#### [YOUR OBJECTIVE]
Your task is to reproduce exactly the lines that run from the beginning of the data through the line where "TARGET = green curtain" appears.

#### [SUPPLIED DATA]
=======

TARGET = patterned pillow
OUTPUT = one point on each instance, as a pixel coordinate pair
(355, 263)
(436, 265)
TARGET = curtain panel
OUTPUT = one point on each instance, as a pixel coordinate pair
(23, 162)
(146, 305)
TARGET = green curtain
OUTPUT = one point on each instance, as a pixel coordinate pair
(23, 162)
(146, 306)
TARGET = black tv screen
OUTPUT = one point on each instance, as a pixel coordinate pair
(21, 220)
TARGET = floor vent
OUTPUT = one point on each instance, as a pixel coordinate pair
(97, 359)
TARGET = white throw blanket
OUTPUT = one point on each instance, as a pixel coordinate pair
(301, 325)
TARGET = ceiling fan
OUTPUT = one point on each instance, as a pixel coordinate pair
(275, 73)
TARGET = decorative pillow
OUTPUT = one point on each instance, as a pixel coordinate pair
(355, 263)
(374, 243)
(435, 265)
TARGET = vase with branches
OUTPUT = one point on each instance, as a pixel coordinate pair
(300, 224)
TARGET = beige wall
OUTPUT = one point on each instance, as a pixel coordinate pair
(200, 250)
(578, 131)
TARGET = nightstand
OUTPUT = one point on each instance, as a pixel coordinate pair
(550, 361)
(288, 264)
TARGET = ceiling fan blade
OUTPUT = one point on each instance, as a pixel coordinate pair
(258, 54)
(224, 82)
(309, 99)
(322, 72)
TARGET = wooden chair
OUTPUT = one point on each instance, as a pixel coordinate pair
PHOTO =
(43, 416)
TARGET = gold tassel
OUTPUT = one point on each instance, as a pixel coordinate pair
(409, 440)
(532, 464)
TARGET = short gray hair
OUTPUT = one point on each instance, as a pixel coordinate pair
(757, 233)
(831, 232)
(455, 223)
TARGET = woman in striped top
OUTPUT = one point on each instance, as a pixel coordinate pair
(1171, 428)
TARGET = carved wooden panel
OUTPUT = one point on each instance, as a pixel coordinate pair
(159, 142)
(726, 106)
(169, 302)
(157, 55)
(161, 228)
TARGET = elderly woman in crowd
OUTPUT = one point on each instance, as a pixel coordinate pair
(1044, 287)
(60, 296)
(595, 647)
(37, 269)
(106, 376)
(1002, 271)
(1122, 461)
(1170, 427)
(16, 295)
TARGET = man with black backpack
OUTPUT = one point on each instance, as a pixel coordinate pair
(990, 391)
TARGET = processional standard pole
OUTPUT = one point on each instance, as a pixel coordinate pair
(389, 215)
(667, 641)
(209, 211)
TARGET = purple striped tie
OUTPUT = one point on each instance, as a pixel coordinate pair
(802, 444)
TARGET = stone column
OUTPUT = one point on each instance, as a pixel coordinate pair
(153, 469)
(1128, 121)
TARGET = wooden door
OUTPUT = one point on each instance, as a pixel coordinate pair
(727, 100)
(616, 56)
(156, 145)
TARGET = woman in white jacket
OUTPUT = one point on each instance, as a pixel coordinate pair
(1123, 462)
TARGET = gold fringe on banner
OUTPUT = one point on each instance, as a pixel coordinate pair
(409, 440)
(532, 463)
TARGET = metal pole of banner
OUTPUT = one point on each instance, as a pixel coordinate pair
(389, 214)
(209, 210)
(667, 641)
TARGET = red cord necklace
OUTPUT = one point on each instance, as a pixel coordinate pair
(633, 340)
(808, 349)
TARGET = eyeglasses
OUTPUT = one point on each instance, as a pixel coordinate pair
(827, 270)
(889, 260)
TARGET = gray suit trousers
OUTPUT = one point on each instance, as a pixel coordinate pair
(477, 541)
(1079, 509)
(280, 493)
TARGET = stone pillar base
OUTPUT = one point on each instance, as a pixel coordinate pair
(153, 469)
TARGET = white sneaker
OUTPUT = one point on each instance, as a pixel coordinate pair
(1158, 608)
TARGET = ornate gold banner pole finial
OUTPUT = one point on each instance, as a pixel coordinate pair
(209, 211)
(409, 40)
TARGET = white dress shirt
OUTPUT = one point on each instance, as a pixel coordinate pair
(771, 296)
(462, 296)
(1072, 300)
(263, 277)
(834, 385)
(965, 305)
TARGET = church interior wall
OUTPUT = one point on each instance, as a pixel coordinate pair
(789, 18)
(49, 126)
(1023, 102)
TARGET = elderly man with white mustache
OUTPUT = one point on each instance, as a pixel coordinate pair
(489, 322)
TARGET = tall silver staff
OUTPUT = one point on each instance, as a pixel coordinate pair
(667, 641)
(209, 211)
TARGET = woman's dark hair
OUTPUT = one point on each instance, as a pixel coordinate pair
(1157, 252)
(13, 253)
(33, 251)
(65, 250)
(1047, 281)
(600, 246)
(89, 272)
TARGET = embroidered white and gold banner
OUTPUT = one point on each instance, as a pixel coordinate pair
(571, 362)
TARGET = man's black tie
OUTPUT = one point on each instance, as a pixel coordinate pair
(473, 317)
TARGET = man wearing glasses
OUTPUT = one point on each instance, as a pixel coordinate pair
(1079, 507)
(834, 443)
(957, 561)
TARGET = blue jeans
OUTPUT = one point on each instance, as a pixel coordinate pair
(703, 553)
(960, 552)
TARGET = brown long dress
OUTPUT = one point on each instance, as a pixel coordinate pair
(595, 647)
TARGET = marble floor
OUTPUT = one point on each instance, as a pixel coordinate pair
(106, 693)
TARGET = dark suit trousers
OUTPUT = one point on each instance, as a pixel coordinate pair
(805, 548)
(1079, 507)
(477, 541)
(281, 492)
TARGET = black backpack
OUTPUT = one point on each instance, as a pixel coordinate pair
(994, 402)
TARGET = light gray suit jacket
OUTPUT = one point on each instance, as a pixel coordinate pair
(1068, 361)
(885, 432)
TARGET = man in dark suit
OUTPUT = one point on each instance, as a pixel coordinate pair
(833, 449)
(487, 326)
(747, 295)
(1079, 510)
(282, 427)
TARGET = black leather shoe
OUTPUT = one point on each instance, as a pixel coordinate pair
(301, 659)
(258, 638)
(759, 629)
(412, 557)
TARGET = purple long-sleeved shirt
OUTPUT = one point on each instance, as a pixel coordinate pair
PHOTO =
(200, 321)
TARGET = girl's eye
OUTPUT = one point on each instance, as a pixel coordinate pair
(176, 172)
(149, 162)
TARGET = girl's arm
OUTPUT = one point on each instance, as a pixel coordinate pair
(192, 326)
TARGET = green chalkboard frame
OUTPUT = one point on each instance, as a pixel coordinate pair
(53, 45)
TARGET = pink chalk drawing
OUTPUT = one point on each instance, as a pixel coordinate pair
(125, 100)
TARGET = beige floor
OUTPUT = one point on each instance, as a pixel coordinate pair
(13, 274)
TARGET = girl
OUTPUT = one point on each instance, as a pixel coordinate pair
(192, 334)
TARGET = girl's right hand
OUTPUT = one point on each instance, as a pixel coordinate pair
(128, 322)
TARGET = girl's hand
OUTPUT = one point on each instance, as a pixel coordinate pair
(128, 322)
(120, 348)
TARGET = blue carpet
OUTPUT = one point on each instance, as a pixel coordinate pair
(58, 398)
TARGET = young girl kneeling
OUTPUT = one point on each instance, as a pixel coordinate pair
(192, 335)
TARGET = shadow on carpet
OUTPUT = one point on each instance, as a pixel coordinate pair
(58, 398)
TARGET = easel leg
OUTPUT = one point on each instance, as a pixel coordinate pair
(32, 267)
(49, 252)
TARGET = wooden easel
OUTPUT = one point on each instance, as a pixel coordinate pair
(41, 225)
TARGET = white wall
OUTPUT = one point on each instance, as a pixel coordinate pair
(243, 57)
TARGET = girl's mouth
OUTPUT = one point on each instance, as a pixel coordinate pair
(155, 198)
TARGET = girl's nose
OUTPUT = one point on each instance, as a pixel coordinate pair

=======

#### [TASK SOLUTION]
TARGET = patterned pillow
OUTPUT = one point on each instance, as a pixel coordinate pair
(355, 263)
(436, 265)
TARGET = curtain panel
OUTPUT = one point on each instance, as a pixel coordinate pair
(23, 162)
(146, 305)
TARGET = green curtain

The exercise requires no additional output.